One surprising detail from his time there was his fondness for the hospital dances. It’s hard to imagine, but Eugene found moments of joy in those gatherings. He even fell deeply in love with one of the nurses, showing a tenderness that seemed at odds with the dark thoughts that haunted him.

Over nearly a decade in the hospital, Eugene remained in this fragile state. Then, in 1913, he passed away quietly in his early sixties. His two brothers, still living back in New York, received his remains, which were sent to Middleport for burial.

This gave some measure of closure to a life overshadowed by mental illness—a chapter that had kept Eugene from the world and from himself.

But as Eugene’s story wrapped up, a new question came into focus. What was going to happen to that highly profitable farm he had left behind?

 

Dividing the Estate and the Start of Renovations

Eugene’s legal guardian, a lawyer named Wilbur Houpt, took charge of dividing what was left of the farming empire. The land and assets were split between Eugene’s brothers and their children.

## Questions on the material
1 - In the passage about Eugene's last years and his estate, transcribe the section that opens with the words "But as Eugene’s" and ends after the words "and their children.".
2 - Answer these questions from the passage about Eugene's last years and his estate:
(a) In what year did Eugene die?
(b) Where were his remains sent for burial?
(c) Who was Eugene's legal guardian?

(Records from a collection)

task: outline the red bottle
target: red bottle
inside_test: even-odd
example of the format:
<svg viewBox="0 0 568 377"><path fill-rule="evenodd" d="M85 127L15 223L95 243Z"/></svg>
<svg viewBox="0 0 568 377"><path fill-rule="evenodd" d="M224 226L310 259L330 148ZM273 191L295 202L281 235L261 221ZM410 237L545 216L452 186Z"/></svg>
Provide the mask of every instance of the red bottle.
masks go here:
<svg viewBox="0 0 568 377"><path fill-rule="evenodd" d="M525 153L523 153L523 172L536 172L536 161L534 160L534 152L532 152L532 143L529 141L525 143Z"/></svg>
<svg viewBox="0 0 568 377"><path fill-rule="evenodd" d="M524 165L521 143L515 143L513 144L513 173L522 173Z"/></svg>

## Answers for the tasks
1 -
But as Eugene’s story wrapped up, a new question came into focus. What was going to happen to that highly profitable farm he had left behind?

 

Dividing the Estate and the Start of Renovations

Eugene’s legal guardian, a lawyer named Wilbur Houpt, took charge of dividing what was left of the farming empire. The land and assets were split between Eugene’s brothers and their children.

2 -
(a) 1913
(b) Middleport
(c) Wilbur Houpt, a lawyer